--- START READING TEXT ---

Simulated distribution of the contrast using IBM
Source:R/IBM_k_samples_test.R
IBM_tabul_stochasticInteg.RdTabulate the distribution related to the inner convergence part of the contrast, by simulating trajectories of Gaussian processes and applying some transformations. Useful to perform the test hypothesis, by retrieving the (1-alpha)-quantile of interest. See 'Details' below and the cited paper therein for further information.
Usage
IBM_tabul_stochasticInteg(
samples,
admixMod,
min_size = NULL,
n.varCovMat = 80,
n_sim_tab = 100,
parallel = FALSE,
n_cpu = 2
)Arguments
- samples
A list of the two samples under study.
- admixMod
A list of two objects of class 'admix_model', with information about distributions and parameters.
- min_size
(optional, NULL by default) In the k-sample case, useful to provide the minimal size among all samples (needed to take into account the correction factor for variance-covariance assessment). Otherwise, useless.
- n.varCovMat
(default to 80) Number of time points at which the Gaussian processes are simulated.
- n_sim_tab
(default to 100) Number of simulated Gaussian processes when tabulating the inner convergence distribution in the 'icv' testing method using the IBM estimation approach.
- parallel
(default to FALSE) Boolean to indicate whether parallel computations are performed (speed-up the tabulation).
- n_cpu
(default to 2) Number of cores used when paralleling computations.
Value
A list with four elements, containing: 1) random draws of the contrast as defined in the reference given here; 2) estimated unknown component weights for the two admixture models; 3) the value of the the empirical contrast; 4) support that was used to evaluate the variance-covariance matrix of the empirical processes.
References
Milhaud X, Pommeret D, Salhi Y, Vandekerkhove P (2024). “Two-sample contamination model test.” Bernoulli, 30(1), 170--197. doi:10.3150/23-BEJ1593 .
Author
Xavier Milhaud xavier.milhaud.research@gmail.com
Examples
# \donttest{
## Simulate mixture data:
mixt1 <- twoComp_mixt(n = 1200, weight = 0.4,
comp.dist = list("norm", "norm"),
comp.param = list(list("mean" = -2, "sd" = 0.5),
list("mean" = 0, "sd" = 1)))
mixt2 <- twoComp_mixt(n = 1000, weight = 0.7,
comp.dist = list("norm", "norm"),
comp.param = list(list("mean" = -2, "sd" = 0.5),
list("mean" = 1, "sd" = 1)))
data1 <- getmixtData(mixt1)
data2 <- getmixtData(mixt2)
## Define the admixture models:
admixMod1 <- admix_model(knownComp_dist = mixt1$comp.dist[[2]],
knownComp_param = mixt1$comp.param[[2]])
admixMod2 <- admix_model(knownComp_dist = mixt2$comp.dist[[2]],
knownComp_param = mixt2$comp.param[[2]])
IBM_tabul_stochasticInteg(samples = list(data1, data2), admixMod = list(admixMod1, admixMod2),
min_size=NULL, n.varCovMat=20, n_sim_tab=2, parallel=FALSE, n_cpu=2)
#> Warning: IBM estimators of two unknown proportions are reliable only if the two
#> corresponding unknown component distributions have been tested equal (see 'admix_test()').

--- END READING TEXT ---

WRITTEN PROBLEM A: Lay out the records from the line containing "The agent must click on the suit" up to and including the line containing "0,0 -> 1100,802" as a two-column CSV with the columns "query" and "result". Give one row per item, with its text and its answer each in a single quoted field and line breaks replaced by spaces.
The records that follow bear no relation to the R documentation above.

--- START THE RECORDS ---

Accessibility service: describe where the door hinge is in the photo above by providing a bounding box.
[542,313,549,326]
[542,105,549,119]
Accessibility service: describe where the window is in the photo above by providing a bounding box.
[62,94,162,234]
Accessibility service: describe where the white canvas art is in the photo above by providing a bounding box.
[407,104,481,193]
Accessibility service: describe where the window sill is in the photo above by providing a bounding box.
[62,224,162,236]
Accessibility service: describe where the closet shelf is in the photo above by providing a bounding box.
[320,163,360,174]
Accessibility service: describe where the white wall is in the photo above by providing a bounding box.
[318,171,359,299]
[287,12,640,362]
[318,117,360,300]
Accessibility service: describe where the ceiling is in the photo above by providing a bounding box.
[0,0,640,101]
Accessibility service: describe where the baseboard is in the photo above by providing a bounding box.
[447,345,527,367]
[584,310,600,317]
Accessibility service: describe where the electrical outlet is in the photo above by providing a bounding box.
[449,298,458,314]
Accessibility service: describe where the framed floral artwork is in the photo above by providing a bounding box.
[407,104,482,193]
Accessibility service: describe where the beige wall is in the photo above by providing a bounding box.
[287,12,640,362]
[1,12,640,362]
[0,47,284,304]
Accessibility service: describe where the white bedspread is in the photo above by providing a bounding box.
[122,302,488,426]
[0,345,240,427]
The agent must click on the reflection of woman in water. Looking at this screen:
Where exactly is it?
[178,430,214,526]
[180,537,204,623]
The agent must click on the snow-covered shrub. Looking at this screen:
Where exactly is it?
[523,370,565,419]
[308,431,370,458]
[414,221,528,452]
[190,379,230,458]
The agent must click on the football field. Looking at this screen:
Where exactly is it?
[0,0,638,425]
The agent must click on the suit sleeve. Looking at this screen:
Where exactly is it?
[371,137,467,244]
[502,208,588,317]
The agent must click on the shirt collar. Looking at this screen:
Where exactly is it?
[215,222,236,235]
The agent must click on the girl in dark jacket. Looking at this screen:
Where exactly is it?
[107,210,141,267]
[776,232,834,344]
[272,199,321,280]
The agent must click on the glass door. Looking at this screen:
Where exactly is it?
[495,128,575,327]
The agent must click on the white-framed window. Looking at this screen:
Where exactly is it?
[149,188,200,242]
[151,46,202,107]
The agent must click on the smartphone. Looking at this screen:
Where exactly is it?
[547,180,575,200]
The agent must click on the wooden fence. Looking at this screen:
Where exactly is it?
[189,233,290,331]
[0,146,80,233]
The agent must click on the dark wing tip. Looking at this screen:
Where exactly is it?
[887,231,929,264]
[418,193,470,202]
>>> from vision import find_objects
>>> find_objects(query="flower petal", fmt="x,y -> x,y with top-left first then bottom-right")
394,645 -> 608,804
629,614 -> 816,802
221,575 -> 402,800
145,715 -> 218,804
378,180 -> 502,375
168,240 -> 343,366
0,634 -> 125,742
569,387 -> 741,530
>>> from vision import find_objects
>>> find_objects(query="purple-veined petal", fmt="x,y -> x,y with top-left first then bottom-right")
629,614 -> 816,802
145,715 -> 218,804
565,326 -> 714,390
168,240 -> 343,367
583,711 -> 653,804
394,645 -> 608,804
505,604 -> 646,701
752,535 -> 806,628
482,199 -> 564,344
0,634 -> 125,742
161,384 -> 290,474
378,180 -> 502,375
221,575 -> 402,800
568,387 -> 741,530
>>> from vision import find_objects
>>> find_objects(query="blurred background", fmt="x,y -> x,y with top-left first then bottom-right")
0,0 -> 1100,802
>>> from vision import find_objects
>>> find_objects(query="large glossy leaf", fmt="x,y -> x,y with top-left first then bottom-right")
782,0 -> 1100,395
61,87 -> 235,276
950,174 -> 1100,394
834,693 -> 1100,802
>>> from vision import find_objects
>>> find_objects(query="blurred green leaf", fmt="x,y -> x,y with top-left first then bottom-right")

--- END THE RECORDS ---

WRITTEN PROBLEM B: Write out the R documentation from "- n_sim_tab" up to and including "(speed-up the tabulation).", substituting "Logical value" for "Boolean".

FULL RESPONSE A:
query,result
"The agent must click on the suit sleeve. Looking at this screen: Where exactly is it?","[371,137,467,244] [502,208,588,317]"
"The agent must click on the shirt collar. Looking at this screen: Where exactly is it?","[215,222,236,235]"
"The agent must click on the girl in dark jacket. Looking at this screen: Where exactly is it?","[107,210,141,267] [776,232,834,344] [272,199,321,280]"
"The agent must click on the glass door. Looking at this screen: Where exactly is it?","[495,128,575,327]"
"The agent must click on the white-framed window. Looking at this screen: Where exactly is it?","[149,188,200,242] [151,46,202,107]"
"The agent must click on the smartphone. Looking at this screen: Where exactly is it?","[547,180,575,200]"
"The agent must click on the wooden fence. Looking at this screen: Where exactly is it?","[189,233,290,331] [0,146,80,233]"
"The agent must click on the dark wing tip. Looking at this screen: Where exactly is it?","[887,231,929,264] [418,193,470,202]"
">>> from vision import find_objects >>> find_objects(query=""flower petal"", fmt=""x,y -> x,y with top-left first then bottom-right"")","394,645 -> 608,804 629,614 -> 816,802 221,575 -> 402,800 145,715 -> 218,804 378,180 -> 502,375 168,240 -> 343,366 0,634 -> 125,742 569,387 -> 741,530"
">>> from vision import find_objects >>> find_objects(query=""purple-veined petal"", fmt=""x,y -> x,y with top-left first then bottom-right"")","629,614 -> 816,802 145,715 -> 218,804 565,326 -> 714,390 168,240 -> 343,367 583,711 -> 653,804 394,645 -> 608,804 505,604 -> 646,701 752,535 -> 806,628 482,199 -> 564,344 0,634 -> 125,742 161,384 -> 290,474 378,180 -> 502,375 221,575 -> 402,800 568,387 -> 741,530"
">>> from vision import find_objects >>> find_objects(query=""blurred background"", fmt=""x,y -> x,y with top-left first then bottom-right"")","0,0 -> 1100,802"

FULL RESPONSE B:
- n_sim_tab
(default to 100) Number of simulated Gaussian processes when tabulating the inner convergence distribution in the 'icv' testing method using the IBM estimation approach.
- parallel
(default to FALSE) Logical value to indicate whether parallel computations are performed (speed-up the tabulation).